**DATASET ROWS**
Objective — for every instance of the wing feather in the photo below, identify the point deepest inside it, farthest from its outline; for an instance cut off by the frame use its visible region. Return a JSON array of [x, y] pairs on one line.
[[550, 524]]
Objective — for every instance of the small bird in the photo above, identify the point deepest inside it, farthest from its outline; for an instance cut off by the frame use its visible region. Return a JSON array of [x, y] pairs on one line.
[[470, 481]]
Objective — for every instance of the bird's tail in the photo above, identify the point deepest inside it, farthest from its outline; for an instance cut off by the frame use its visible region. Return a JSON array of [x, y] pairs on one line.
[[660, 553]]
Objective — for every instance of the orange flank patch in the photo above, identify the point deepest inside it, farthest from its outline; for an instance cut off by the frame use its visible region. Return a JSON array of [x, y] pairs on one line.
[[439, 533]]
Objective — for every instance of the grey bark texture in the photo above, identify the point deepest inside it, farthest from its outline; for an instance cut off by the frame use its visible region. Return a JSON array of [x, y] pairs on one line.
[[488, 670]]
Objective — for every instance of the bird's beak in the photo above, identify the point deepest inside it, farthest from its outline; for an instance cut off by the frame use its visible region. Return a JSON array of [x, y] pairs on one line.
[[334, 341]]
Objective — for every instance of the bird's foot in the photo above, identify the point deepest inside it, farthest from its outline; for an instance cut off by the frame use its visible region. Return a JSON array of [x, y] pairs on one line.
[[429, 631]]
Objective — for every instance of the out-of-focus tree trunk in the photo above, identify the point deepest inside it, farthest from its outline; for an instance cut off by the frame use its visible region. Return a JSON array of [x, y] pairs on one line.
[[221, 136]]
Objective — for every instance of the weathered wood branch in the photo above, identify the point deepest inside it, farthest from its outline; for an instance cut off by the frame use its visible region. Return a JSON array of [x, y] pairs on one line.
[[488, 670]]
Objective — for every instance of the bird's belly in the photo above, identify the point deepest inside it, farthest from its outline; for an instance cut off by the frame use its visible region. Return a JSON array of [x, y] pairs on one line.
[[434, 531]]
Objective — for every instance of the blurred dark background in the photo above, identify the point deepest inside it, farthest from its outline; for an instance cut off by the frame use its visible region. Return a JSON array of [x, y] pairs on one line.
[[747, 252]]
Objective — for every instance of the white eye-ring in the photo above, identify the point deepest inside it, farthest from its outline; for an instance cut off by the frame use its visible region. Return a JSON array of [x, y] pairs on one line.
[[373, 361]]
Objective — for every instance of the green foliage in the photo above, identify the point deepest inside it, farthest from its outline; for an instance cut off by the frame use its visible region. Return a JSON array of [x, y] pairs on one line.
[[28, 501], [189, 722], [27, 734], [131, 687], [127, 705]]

**THE TASK**
Set down exactly what runs from the line with "Objective — for every instance of the weathered" to the last line of the data above, including both of those lines and no others.

**TASK ANSWER**
Objective — for every instance of the weathered wood branch in the photo above, identify the point deepest inside it, farthest from its outline; for an instance cut off by the frame use its visible region. Return a JSON array of [x, y] pairs on one line.
[[488, 670]]
Objective — for every instance of the bird's belly in the photo above, identify the point deepest inside it, farthest from its outline; for an instance cut off by the frame use its visible region. Return a JSON array of [x, y] pairs on one line.
[[434, 531]]
Objective — for every instance of the blurred dark background in the photo above, identify the point deepest inside it, farthest from its outline; for an instance cut off by the frame use its visible region. Return a JSON array of [x, y] pairs on one line.
[[747, 252]]
Objective — for every instance of the white eye-ring in the photo above, identify the point deepest inside it, farthest from its outline; for an instance cut off by the frame use its visible region. Return a JSON array of [x, y] pairs on one line.
[[373, 361]]
Objective — for every instance of the green foliage in the photo above, identify the point deepest inside it, farthest from its outline; for an instance cut off by the frame use its visible region. Return a JSON array of [x, y] pairs on one line.
[[28, 501], [189, 722], [27, 734], [131, 687], [127, 705]]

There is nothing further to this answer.